*Exercise data*

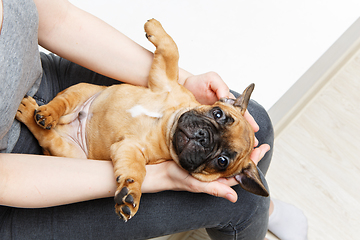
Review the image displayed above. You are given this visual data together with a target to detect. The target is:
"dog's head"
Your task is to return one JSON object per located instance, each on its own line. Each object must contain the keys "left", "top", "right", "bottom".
{"left": 171, "top": 84, "right": 268, "bottom": 197}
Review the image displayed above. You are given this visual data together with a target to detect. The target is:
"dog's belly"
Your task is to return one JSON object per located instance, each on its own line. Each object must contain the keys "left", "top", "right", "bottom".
{"left": 56, "top": 93, "right": 100, "bottom": 158}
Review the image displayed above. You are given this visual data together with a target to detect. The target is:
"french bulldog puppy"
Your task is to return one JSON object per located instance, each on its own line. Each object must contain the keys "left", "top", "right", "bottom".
{"left": 16, "top": 19, "right": 268, "bottom": 221}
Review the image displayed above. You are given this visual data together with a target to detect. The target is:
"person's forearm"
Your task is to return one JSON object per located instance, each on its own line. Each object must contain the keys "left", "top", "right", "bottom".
{"left": 0, "top": 153, "right": 117, "bottom": 208}
{"left": 35, "top": 0, "right": 192, "bottom": 87}
{"left": 0, "top": 153, "right": 195, "bottom": 208}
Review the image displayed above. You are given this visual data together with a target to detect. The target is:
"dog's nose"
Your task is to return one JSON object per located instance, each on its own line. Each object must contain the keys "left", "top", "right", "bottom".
{"left": 194, "top": 129, "right": 210, "bottom": 147}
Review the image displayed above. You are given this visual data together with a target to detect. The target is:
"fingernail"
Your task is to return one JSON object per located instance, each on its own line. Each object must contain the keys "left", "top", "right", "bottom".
{"left": 226, "top": 193, "right": 237, "bottom": 203}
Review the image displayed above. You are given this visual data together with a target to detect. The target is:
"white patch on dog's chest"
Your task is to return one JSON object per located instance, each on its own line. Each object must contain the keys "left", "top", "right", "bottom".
{"left": 165, "top": 84, "right": 172, "bottom": 93}
{"left": 127, "top": 105, "right": 163, "bottom": 118}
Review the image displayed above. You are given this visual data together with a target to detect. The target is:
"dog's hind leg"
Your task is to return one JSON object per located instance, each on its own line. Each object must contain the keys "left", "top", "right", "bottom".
{"left": 34, "top": 83, "right": 106, "bottom": 130}
{"left": 144, "top": 19, "right": 179, "bottom": 92}
{"left": 16, "top": 96, "right": 87, "bottom": 158}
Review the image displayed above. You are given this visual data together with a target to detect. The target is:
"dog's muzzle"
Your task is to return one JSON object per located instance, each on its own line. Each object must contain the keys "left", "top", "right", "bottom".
{"left": 173, "top": 111, "right": 218, "bottom": 172}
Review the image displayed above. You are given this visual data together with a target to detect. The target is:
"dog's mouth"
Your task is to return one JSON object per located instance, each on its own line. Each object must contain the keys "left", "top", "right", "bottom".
{"left": 173, "top": 127, "right": 190, "bottom": 154}
{"left": 174, "top": 126, "right": 212, "bottom": 153}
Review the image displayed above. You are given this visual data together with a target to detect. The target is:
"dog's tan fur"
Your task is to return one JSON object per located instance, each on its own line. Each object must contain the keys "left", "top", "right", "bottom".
{"left": 16, "top": 19, "right": 268, "bottom": 221}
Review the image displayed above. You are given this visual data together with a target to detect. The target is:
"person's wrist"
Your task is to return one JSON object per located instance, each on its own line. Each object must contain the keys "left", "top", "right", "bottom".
{"left": 142, "top": 162, "right": 173, "bottom": 193}
{"left": 178, "top": 69, "right": 193, "bottom": 85}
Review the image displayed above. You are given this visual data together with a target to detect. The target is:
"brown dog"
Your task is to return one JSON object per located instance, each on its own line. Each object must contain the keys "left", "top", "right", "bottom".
{"left": 16, "top": 19, "right": 268, "bottom": 221}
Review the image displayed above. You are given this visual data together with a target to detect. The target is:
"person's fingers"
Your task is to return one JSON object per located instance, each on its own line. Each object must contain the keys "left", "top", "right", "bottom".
{"left": 227, "top": 92, "right": 236, "bottom": 99}
{"left": 254, "top": 136, "right": 259, "bottom": 147}
{"left": 199, "top": 72, "right": 229, "bottom": 102}
{"left": 201, "top": 181, "right": 238, "bottom": 203}
{"left": 217, "top": 177, "right": 238, "bottom": 187}
{"left": 199, "top": 144, "right": 270, "bottom": 202}
{"left": 244, "top": 109, "right": 259, "bottom": 132}
{"left": 250, "top": 144, "right": 270, "bottom": 165}
{"left": 212, "top": 81, "right": 230, "bottom": 100}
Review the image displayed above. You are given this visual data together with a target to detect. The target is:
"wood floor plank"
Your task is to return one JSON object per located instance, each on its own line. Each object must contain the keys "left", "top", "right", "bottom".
{"left": 266, "top": 49, "right": 360, "bottom": 239}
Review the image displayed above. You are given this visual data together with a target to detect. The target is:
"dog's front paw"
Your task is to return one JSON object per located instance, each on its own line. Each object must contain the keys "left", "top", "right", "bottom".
{"left": 16, "top": 96, "right": 39, "bottom": 124}
{"left": 34, "top": 105, "right": 60, "bottom": 130}
{"left": 114, "top": 176, "right": 141, "bottom": 222}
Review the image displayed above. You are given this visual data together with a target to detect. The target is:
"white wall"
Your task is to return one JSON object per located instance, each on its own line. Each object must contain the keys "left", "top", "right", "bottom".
{"left": 68, "top": 0, "right": 360, "bottom": 110}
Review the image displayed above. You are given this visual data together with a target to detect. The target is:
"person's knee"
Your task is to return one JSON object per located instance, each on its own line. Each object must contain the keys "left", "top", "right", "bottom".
{"left": 247, "top": 100, "right": 274, "bottom": 146}
{"left": 206, "top": 185, "right": 270, "bottom": 240}
{"left": 245, "top": 100, "right": 274, "bottom": 175}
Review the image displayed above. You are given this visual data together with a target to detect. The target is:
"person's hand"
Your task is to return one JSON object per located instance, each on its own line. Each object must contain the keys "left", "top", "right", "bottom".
{"left": 142, "top": 143, "right": 270, "bottom": 202}
{"left": 182, "top": 71, "right": 232, "bottom": 105}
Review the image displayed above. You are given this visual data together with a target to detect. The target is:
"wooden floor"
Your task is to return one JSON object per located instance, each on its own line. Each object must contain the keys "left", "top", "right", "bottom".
{"left": 266, "top": 48, "right": 360, "bottom": 239}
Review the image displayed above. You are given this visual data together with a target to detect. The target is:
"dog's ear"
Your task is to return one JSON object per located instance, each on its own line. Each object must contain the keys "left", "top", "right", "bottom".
{"left": 234, "top": 83, "right": 255, "bottom": 115}
{"left": 235, "top": 159, "right": 269, "bottom": 197}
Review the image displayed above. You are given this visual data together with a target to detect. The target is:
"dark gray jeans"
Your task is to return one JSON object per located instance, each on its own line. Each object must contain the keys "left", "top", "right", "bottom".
{"left": 3, "top": 53, "right": 274, "bottom": 240}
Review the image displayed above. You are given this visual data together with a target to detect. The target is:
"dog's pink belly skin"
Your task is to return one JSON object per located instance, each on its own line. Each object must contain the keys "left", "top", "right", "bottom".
{"left": 56, "top": 94, "right": 99, "bottom": 158}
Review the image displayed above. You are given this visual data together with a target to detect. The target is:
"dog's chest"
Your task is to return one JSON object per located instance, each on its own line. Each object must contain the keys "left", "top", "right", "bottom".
{"left": 127, "top": 105, "right": 163, "bottom": 119}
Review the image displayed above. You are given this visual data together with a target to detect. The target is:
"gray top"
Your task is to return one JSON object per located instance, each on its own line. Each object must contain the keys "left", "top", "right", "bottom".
{"left": 0, "top": 0, "right": 42, "bottom": 152}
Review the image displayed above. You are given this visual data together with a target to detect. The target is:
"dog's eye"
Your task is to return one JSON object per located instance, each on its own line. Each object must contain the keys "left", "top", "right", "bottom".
{"left": 217, "top": 156, "right": 229, "bottom": 169}
{"left": 211, "top": 107, "right": 234, "bottom": 126}
{"left": 213, "top": 109, "right": 223, "bottom": 120}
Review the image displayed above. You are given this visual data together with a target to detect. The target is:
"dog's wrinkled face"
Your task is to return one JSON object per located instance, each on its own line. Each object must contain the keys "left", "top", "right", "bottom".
{"left": 173, "top": 103, "right": 253, "bottom": 177}
{"left": 172, "top": 84, "right": 269, "bottom": 197}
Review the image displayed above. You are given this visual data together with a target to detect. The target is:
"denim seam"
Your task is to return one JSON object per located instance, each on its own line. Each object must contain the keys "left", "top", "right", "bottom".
{"left": 32, "top": 95, "right": 47, "bottom": 105}
{"left": 229, "top": 223, "right": 237, "bottom": 240}
{"left": 235, "top": 204, "right": 260, "bottom": 233}
{"left": 214, "top": 203, "right": 259, "bottom": 235}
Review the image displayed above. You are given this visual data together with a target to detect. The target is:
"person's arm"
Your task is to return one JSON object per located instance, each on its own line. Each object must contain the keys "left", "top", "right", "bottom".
{"left": 0, "top": 153, "right": 116, "bottom": 208}
{"left": 35, "top": 0, "right": 184, "bottom": 87}
{"left": 0, "top": 144, "right": 269, "bottom": 208}
{"left": 34, "top": 0, "right": 235, "bottom": 105}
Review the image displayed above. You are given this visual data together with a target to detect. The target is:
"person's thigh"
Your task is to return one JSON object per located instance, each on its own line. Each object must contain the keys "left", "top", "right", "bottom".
{"left": 0, "top": 180, "right": 269, "bottom": 240}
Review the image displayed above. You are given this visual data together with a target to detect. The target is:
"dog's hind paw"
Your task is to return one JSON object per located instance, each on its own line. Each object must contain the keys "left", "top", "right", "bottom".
{"left": 144, "top": 19, "right": 166, "bottom": 47}
{"left": 34, "top": 105, "right": 59, "bottom": 130}
{"left": 114, "top": 177, "right": 141, "bottom": 221}
{"left": 16, "top": 96, "right": 39, "bottom": 124}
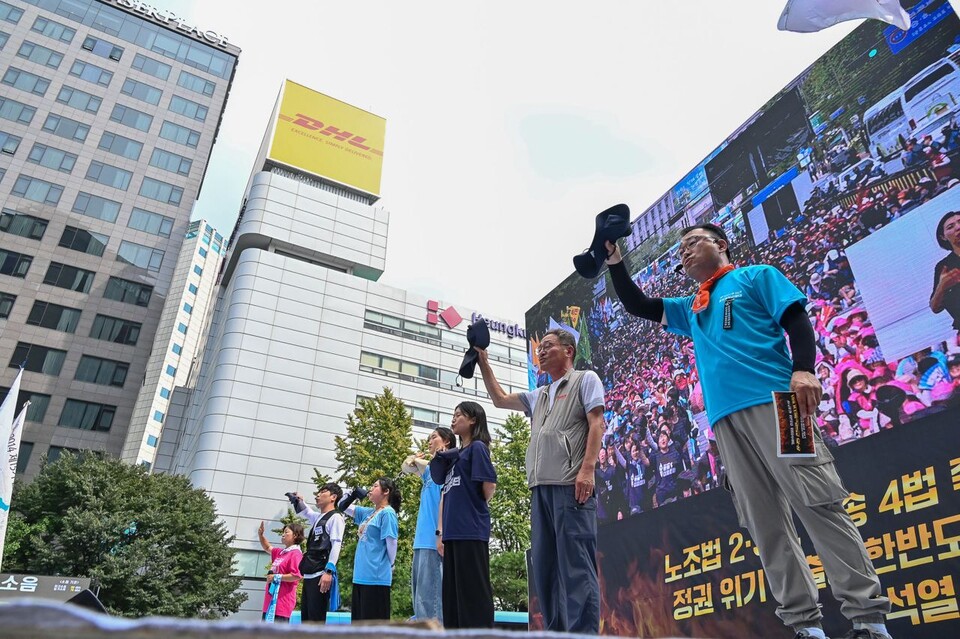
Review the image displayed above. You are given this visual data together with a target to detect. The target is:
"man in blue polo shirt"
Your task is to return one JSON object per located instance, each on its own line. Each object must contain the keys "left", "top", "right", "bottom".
{"left": 605, "top": 224, "right": 891, "bottom": 639}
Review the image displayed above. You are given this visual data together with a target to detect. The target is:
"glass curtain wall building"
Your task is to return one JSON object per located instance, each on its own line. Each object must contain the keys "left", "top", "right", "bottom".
{"left": 0, "top": 0, "right": 240, "bottom": 476}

*Work item*
Up to and including the line containing "patch on dog's", repeat every line from the start of the data, but none of the pictures.

*Solved exercise*
Review the image displayed above. You are given this visual data together with a target to detect. The target is:
"dog's head"
Your task is to return one JSON object per located instance, each on its own line. Each object must contain the keys "left", "top", "right", "bottom".
{"left": 171, "top": 84, "right": 268, "bottom": 197}
Review the image displayed above. You are given this visual data together with a target to detect. The target is:
"dog's belly"
Your task is to return one JSON object per located instance, each on its own line. Each object must contain the keys "left", "top", "right", "bottom".
{"left": 56, "top": 93, "right": 100, "bottom": 158}
Review the image displayed above. You are given this visual data together with a target to detect. The target is:
"french bulldog puppy"
Your task is to return one JSON object per located instance, each on its own line. Each object must contain the keys "left", "top", "right", "bottom".
{"left": 16, "top": 19, "right": 268, "bottom": 221}
Review the image displayed above. You are given this visual data together with a target to detect. The target is:
"person's forearm"
Your task is to return one JSON object per located instance, each on its own line. Each object must contain the keys "left", "top", "right", "bottom".
{"left": 0, "top": 153, "right": 117, "bottom": 208}
{"left": 35, "top": 0, "right": 192, "bottom": 87}
{"left": 0, "top": 153, "right": 195, "bottom": 208}
Review the image displayed above. You are given this visual data together with a target to detect. The target is:
"dog's nose"
Your task is to return one JSON object per located instance, each on its own line. Each object must contain the keys "left", "top", "right", "bottom".
{"left": 194, "top": 129, "right": 210, "bottom": 147}
Review the image displayed above. You are given this visual data together with a target to detect. The target is:
"fingernail"
Your task is to return one JSON object per located instance, each on its own line. Each object must contain the keys "left", "top", "right", "bottom".
{"left": 226, "top": 193, "right": 237, "bottom": 203}
Review the image displayed above. You are given this visual data together with a target to detect. The target is:
"white patch on dog's chest"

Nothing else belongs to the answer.